Task to complete: Rewrite the material below, substituting "pitched red roof" for every occurrence of "flat grey roof" and keeping everything else the same. Omit the pictures from your version.

——————

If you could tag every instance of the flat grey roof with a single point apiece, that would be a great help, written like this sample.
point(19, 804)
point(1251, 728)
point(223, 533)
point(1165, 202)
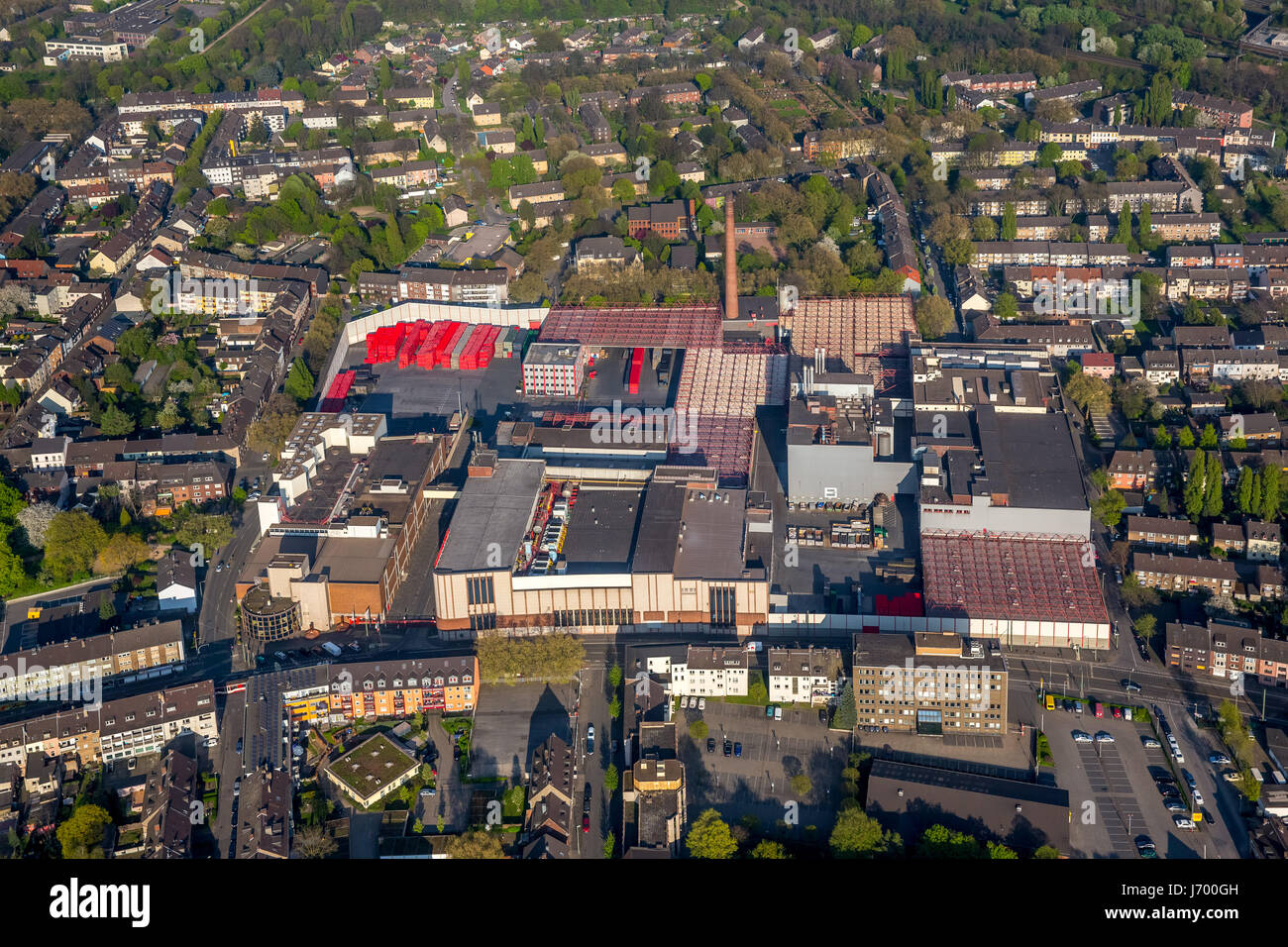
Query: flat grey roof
point(492, 509)
point(1038, 466)
point(601, 530)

——————

Answer to this exercise:
If you could tag every instance of the pitched red roof with a single point apiece, that would be a great help, written like this sample.
point(19, 804)
point(1251, 728)
point(223, 533)
point(1165, 202)
Query: pitched red roof
point(492, 509)
point(1038, 466)
point(601, 530)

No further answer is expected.